Problems
**a)** In the guide on interval datasets, which two timestamp fields do intervals always have?
**b)** Copy the passage of the guide on interval datasets starting at "- Filter by" and ending at "state tracking (Resources)".

Begin Extract provided

Pitfall 3: Confusing Intervals with Events
❌ Wrong assumption:
Intervals have a single timestamp field
✅ Correct understanding:
Intervals always have start_time AND end_time (two timestamps)
Events have a single timestamp
Why: Different dataset types have different temporal structures.
Pitfall 4: Confusing Intervals with Resources
❌ Wrong assumption:
Intervals track state changes over time
✅ Correct understanding:
Intervals = immutable completed activities
Resources = mutable state tracking
Why: Once an interval ends, it never changes. Resources receive updates and track evolving state.
Duration Unit Reference
Common duration conversions:
make_col dur_ms:duration / 1ms # Milliseconds
make_col dur_sec:duration / 1s # Seconds
make_col dur_min:duration / 1m # Minutes
make_col dur_hr:duration / 1h # Hours
You can also combine units:
make_col dur_mins:duration / 1m
| filter dur_mins > 30 # Over 30 minutes
Best Practices
- Convert duration for human readability
- Use percentiles not averages for duration analysis
- Separate make_col statements when referencing derived columns
- Choose appropriate time units (ms for fast operations, min/hr for long-running)
- Filter by duration thresholds to focus on interesting cases
- Include count in aggregations to understand volume
- Sort by meaningful metrics (p95, p99) in addition to averages
- Use limit or topk to avoid overwhelming results
Related Skills
- filtering-event-datasets - For single-timestamp log data (Events)
- aggregating-event-datasets - For summarizing event data with statsby
- time-series-analysis - For trending intervals over time with timechart
- working-with-resources - For mutable state tracking (Resources)
Summary
Intervals represent time-bounded, immutable activities:
- Two timestamps: start_time and end_time
- Duration field: Automatically calculated
- Immutable: Once ended, never change
- Core operation: Convert duration using
/ 1ms,/ 1s,/ 1m,/ 1h - Analysis: Use percentiles (p50, p95, p99) for distribution understanding
Key distinction: Intervals are completed activities (happened once, done), not evolving state (Resources) or point-in-time occurrences (Events).
Last Updated: November 14, 2025 Version: 2.0 Tested With: Observe OPAL (OpenTelemetry Span dataset)

End Extract provided
Begin Given records

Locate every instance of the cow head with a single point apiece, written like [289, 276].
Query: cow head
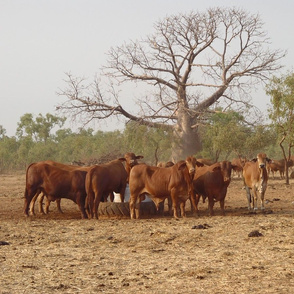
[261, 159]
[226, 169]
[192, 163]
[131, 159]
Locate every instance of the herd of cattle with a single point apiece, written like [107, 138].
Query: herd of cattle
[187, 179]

End Given records
Begin Given records

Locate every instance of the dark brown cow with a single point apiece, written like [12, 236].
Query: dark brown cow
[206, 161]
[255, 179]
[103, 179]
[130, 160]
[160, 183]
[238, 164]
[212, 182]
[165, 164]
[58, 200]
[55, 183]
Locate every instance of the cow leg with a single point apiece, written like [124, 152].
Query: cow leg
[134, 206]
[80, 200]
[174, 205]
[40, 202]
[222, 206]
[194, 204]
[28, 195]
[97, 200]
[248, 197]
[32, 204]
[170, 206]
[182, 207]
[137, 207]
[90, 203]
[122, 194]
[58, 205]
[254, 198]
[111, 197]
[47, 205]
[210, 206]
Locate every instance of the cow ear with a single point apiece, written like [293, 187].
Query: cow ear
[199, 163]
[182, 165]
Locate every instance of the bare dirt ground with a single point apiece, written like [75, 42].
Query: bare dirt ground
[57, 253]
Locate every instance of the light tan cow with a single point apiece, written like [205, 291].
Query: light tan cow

End Given records

Solutions per task
**a)** start_time and end_time

**b)**
- Filter by duration thresholds to focus on interesting cases
- Include count in aggregations to understand volume
- Sort by meaningful metrics (p95, p99) in addition to averages
- Use limit or topk to avoid overwhelming results
Related Skills
- filtering-event-datasets - For single-timestamp log data (Events)
- aggregating-event-datasets - For summarizing event data with statsby
- time-series-analysis - For trending intervals over time with timechart
- working-with-resources - For mutable state tracking (Resources)